**Written task 1:**
Copy out each line of the records that contains the string "warehouse", treating uppercase and lowercase letters as different.

**Page extract:**
▼

Page 1 of 1

Datastage XML input stage question

Posted: Wed Oct 18, 2017 3:44 pm
by vik1979
Hello All,

I am using XML input stage for parsing XML files in a parallel job, would like to know how I can pass through XML parsing when repetitive element is not found when parsing.

Code: Select all

<Store>
     <ID>
           <code>
                <Item extension="11"/>
            </code>
      </ID>
     <ID>
           <code>
                <Item extension="21"/>
            </code>
      </ID>
     <Container>
            <Stock code="abc"/>
     <Container>
            <Stock code="bcd"/>
</Store>
In above example, Store and ID elements are mandatory in the message and Container element is optional. I am parsing the XML keeping ID element as key, chunking out and parsing the Container info in next XML stage.
I am using below design in parsing. In XML stage 2, when Container info is missing in the message (as it is optional), no records are coming out of XML stage 2. I am using 'repetitive element required' unchecked in Transformation Settings and using Container ID as key.

[External Source] -> [ XML Stage 1 Parsing ID info ] - > [ XML Stage 2 Parsing Container info] -> Peek

Other option, I may have to parse out both elements separately and use a join stage to achieve this. But we are trying to minimize the number of the joins in the job. Would like to know if there is a way to make my first option work.

Thanks,
Vik.

Re: Datastage XML input stage question

Posted: Wed Oct 18, 2017 3:55 pm
by vik1979
First option is working fine. I changed the path I gave for 2nd XML stage.

Posted: Thu Oct 19, 2017 10:52 am
by asorrell
I know you are on release 9 - but wanted to mention that the Hierarchical Stage in 11.3 does a better job of handling these situations. It has some different limitations but is usually more flexible than the XML stage. As long as your XSD (schema) defines it as a repeating element, the Hierarchical Stage should handle it whether it is there zero or more times.

If your site has 11.3 available (now or coming soon) then you might want to look at the Hierarchical stage.

Posted: Thu Oct 19, 2017 11:25 am
by eostic
As Andy notes, the Hierarchical stage can do some nice things.....but beware! It cannot handle parents with no children, when both are on the same link.
xmlInput handles this fine, with unchecking repeating element required, and nulls will result for the children. The other will lose the Parent entirely, forcing separate links.

The Hierarchical Stage is more performant and can handle huge XML docs, but when the XML docs are small, use the xmlInput Stage instead.

Ernie

Posted: Fri Oct 20, 2017 9:53 am
by vik1979
Thanks for the reply. I am unable to see your complete post, I need to get the premium access :)
I will definitely look into the IBM notes for the Hierarchical stage in 11.3.
I am working on complex HL7 standard schemas, which has a lot of parent child relationships.
I tried XML stage before using XML input stage in 9.1, which was making it complicated to parse elements under each list into a separate output.. which will end up using too many joins to combine the data.
So, am trying to understand how hierarchical stage is different from XML stage. Thanks.

XML PARSER ERROR

Posted: Wed Nov 22, 2017 5:10 pm
by venkata9
Hi,

i'm not able to post a new topic even though i'm premium member.
so i'm posting my question here

I'm getting the the below xml parser error randomly,

environet: DS 9.1.2 , Redhat linux 6

XMLS_MESSAGE_PARSER,0: Message bundle error Can't find resource for bundle com.ibm.e2.Bundle_E2_engine_msgs_en_US, key E2IllegalStateException.parentCursorInvalid.

could some one help?

▲

**Dataset rows:**
▼

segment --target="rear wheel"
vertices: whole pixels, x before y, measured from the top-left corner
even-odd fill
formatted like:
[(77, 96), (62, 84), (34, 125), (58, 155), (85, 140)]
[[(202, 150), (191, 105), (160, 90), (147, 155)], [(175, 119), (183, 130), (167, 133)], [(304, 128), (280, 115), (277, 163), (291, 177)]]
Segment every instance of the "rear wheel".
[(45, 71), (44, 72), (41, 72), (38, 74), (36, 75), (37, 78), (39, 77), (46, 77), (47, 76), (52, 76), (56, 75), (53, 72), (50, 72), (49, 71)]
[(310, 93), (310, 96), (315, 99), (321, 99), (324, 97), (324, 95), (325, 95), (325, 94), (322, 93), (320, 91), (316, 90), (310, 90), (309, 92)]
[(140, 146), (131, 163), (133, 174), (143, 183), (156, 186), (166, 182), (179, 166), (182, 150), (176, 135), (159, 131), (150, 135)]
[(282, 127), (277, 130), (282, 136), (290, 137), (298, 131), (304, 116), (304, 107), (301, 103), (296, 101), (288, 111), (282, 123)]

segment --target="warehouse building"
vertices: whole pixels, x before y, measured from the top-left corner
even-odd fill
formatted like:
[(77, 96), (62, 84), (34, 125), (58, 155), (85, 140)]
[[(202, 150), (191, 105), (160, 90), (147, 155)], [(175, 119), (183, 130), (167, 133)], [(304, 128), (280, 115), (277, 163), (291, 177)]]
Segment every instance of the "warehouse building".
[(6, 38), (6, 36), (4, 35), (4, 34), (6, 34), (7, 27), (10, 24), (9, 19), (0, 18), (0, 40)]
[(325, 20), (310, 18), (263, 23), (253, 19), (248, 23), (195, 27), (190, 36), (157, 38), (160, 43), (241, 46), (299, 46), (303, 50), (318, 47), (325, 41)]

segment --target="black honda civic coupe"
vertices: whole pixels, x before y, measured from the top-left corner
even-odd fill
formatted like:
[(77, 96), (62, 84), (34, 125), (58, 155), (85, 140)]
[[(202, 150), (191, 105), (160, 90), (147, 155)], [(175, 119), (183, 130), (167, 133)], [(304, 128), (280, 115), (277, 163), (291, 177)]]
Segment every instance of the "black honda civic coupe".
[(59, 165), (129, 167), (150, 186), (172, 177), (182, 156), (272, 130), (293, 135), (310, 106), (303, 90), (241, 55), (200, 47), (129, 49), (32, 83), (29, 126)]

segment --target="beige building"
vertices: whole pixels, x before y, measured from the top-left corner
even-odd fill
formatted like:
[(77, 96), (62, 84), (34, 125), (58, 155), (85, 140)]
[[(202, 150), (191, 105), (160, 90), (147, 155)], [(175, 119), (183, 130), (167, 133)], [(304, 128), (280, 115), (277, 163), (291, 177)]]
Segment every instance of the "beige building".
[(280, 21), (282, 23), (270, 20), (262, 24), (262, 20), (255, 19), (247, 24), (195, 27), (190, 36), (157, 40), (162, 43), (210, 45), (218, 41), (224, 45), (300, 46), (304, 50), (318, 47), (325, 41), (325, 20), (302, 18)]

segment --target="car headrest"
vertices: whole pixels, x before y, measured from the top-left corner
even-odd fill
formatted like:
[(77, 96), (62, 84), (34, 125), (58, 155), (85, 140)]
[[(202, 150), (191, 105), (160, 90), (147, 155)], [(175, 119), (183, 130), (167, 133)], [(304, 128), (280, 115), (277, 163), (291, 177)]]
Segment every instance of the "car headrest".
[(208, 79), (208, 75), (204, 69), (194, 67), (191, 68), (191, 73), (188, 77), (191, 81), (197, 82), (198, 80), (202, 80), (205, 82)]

▲

**Written task 2:**
According to the forum thread, what situation can the Hierarchical stage not handle?

**Complete response 1:**
segment --target="warehouse building"
Segment every instance of the "warehouse building".

**Complete response 2:**
It cannot handle parents with no children when both are on the same link.